◆ **本文ブロック**:
⟨
今回は、支流の林渓川沿いに村々を結ぶバスで、終点の林渓まで行く。このルートは、公・私営両方のバスが走っていて、本数も多く乗っている時間も一時間ほどで気軽に行ける。川の東岸に沿って道路が作られているので、バスの左側の座席に座ると、風雨橋を見落とすことがない。

三江を離れてしばらくすると、有名な程陽風雨橋をはじめ、幾つかの風雨橋が目に入ってくるが、とりあえず終点の林渓を目指す。眼前に広がる風景は、独峝へ行ったときに見たものと同じく、日本の山村を思わせる景色が続く。この地域では、水田に水を引き込むための水車が、現役で活躍している。

林渓は、村というよりは小さな町といった感じだ。川沿いの道路に面したところには、商店が並び、その背後には民家が続いている。ざっと見ても百軒は下らない。道路の終点から先にも、川沿いに商店が店を連ねているのだ。面白いのは、川岸いっぱいまで店が立ち並び、その川の上に屋根付きの遊歩道がせり出している点だ。全て木造である。これなら雨の日も、濡れずに買い物ができる。なかなか趣のある場所だ。川には澄んだ水が流れているのだか、残念ながらゴミだらけだ。風雨橋にしても、橋を載せてそれなりの姿を保っているのは、町の入り口の風雨橋だけだ。しかもその橋脚には、大量のゴミが捨てられている。鼓楼も高定村のスラリとしたのに比べると、がっくりくるような代物で、全体の印象もズングリとしていてさえない。落書きも多く、保存状態が良いとは言い難い。とりあえず腹ごしらえをして、バスでたどってきた道を、三江方面に歩いて戻ることにする。

林渓ー三江ルートは、車が頻繁に走っていて、前回のようにバスに乗りそびれる心配もない。天気は今日も曇り空で、太陽も出ないかわり、雨も降りそうにない。歩くには丁度いい。しばらく行くと、割と形の整った風雨橋が見えてきた。安濟橋だ。ここは村というほどの集落ではないのだが、風雨橋は美しい。次に現れたのは華下橋で、この風雨橋には櫓がなく、屋根をふいただけの細長い橋だ。この周囲に集落はなく、川向こうの水田に農作業に行くためのものらしい。風雨橋の中央や入り口には、よく土着神が祭られているのだが、このシンプルな橋にも、神様は祭られていた。
⟩
◆ **課題**: 上の林渓川沿いの風雨橋を訪ねる旅行記を、最後の文の後から引き継いで書き進めてもらえますか？

◆ **記録データ**:
⟨
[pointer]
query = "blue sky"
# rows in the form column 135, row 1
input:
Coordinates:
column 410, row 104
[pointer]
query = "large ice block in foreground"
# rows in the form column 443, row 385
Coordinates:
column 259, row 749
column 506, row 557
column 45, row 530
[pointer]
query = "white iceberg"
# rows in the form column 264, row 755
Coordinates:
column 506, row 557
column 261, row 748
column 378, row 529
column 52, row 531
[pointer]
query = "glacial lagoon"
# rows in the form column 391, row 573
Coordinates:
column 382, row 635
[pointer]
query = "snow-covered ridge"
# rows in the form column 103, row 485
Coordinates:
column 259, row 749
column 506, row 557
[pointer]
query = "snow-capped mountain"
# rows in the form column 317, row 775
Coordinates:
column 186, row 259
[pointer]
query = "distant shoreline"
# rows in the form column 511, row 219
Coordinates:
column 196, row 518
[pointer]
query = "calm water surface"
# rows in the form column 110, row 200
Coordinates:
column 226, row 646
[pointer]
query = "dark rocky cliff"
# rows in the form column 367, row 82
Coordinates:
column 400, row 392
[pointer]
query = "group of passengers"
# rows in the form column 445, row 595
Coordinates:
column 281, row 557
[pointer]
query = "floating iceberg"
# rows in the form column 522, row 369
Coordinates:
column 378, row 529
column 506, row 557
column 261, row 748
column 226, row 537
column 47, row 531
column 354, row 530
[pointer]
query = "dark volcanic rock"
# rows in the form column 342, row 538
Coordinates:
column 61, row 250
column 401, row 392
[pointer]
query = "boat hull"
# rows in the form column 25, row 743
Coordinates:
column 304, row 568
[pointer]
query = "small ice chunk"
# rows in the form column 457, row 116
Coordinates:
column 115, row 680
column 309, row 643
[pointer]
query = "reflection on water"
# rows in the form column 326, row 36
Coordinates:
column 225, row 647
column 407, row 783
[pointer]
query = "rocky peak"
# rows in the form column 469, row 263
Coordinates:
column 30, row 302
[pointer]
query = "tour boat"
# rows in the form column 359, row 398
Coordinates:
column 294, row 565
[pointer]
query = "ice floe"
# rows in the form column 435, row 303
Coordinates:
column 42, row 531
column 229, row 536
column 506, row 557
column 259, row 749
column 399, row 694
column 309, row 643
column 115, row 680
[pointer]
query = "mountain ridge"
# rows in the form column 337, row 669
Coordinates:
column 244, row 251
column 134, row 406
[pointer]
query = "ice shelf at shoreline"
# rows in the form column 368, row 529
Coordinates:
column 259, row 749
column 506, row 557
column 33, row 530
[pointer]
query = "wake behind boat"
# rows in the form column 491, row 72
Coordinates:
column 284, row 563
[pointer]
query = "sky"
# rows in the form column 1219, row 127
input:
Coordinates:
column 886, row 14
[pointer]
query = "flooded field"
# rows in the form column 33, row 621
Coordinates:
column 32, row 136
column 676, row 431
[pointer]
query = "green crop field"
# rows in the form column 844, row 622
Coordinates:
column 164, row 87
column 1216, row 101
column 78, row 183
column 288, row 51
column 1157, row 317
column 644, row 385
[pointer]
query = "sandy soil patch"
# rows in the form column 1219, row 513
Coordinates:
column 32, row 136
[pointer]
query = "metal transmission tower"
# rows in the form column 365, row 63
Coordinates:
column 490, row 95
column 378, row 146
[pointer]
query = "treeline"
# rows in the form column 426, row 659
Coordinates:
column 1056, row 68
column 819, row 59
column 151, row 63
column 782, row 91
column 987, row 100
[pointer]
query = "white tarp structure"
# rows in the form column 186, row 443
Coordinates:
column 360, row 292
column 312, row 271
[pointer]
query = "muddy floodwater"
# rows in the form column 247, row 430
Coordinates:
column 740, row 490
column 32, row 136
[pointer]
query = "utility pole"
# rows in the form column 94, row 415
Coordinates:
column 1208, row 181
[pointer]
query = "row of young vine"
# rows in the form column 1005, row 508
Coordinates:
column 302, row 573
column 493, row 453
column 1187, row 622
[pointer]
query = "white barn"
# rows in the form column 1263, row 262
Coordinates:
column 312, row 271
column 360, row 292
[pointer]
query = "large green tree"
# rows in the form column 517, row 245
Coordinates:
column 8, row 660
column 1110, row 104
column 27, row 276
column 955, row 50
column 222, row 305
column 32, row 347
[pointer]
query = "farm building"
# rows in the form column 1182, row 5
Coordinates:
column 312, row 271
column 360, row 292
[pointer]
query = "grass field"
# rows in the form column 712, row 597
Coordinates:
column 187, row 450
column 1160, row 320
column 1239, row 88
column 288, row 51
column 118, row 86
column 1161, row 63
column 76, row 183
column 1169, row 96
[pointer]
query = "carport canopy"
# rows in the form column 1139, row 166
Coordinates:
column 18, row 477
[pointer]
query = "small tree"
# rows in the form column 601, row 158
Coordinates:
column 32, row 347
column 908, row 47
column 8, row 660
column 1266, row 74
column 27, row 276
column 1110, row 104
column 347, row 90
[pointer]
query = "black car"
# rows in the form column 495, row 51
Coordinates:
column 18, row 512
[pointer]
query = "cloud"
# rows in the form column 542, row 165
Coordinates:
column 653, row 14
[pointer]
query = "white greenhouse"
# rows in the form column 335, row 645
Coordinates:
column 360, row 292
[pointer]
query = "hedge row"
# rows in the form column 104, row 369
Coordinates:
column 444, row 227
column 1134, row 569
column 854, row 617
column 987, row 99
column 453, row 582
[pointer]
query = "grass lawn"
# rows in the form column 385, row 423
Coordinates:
⟩
◆ **回答**:
さらに歩くと、かなり大きな村が見えてきた。木造の民家の密集した冠洞の集落だ。村の入り口には、新しい風雨橋が架けられているが、間延びしていて美しくない。このあたりは、川幅が広くその分、橋も長いのだが、櫓が3基載せられているだけで、バランスが悪い。写真を撮る気がしない。田植えの終わった今の時期、男衆は暇を持て余しているのか、老人も若者も橋の上で、昼寝をしたりトランプをしたりして時間をつぶしている。午後3時、小雨がパラついてきたので、一旦バスに乗って三江に戻る。

第5日目

翌日は、馬胖に行ってみた。こちらも林渓行きほどではないが、公・私営のバスが走っている。馬胖は県内最大20mの鼓楼で有名なのだが、やはりズングリとしていて、私はあまり魅力を感じない。高さにしても高定村で見た鼓楼の方が高いような気がする。形のせいだろうか?おまけに写真を撮っていると、見ていた年寄りの一人が、小金をせびりにきた。態度が横柄で感じが悪かったので無視した。村の小学校の前を歩いていると、授業が終わったのか、校舎から子供たちが次々と出てきた。よくもこれだけいると思えるほどの人数だ。ここでは一人っ子政策の実現など夢のまた夢だ。

バスで三江方面に少し戻り、八斗で降りる。ここにも風雨橋があるのだが、周囲の建物が邪魔して、写真が撮れない。集落の中には鼓楼も建てられているが、やはり幅広ずん胴のものだ。次の八江までは歩いて戻る。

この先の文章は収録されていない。